Segment Open

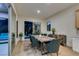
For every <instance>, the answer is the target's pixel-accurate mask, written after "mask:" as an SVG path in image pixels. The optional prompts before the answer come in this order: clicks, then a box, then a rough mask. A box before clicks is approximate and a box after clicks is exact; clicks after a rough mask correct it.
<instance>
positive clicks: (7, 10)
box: [0, 3, 9, 56]
mask: <svg viewBox="0 0 79 59" xmlns="http://www.w3.org/2000/svg"><path fill="white" fill-rule="evenodd" d="M8 34H9V33H8V5H7V4H6V3H0V56H8V40H9V35H8Z"/></svg>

Segment Closed

* _Work request_
Copy every row above verbatim, leaving out the picture.

* _The completed task_
For every <instance>, the answer is the target's pixel-accurate mask, written after "mask:" as an SVG path in image pixels. The optional prompts before the answer come in this order: clicks, then a box, then a rough mask. A box before clicks is approximate and a box after clicks is exact; clicks after a rough mask correct it.
<instance>
positive clicks: (7, 10)
box: [0, 3, 9, 56]
mask: <svg viewBox="0 0 79 59" xmlns="http://www.w3.org/2000/svg"><path fill="white" fill-rule="evenodd" d="M8 34H9V33H8V5H7V4H6V3H0V56H8V40H9V35H8Z"/></svg>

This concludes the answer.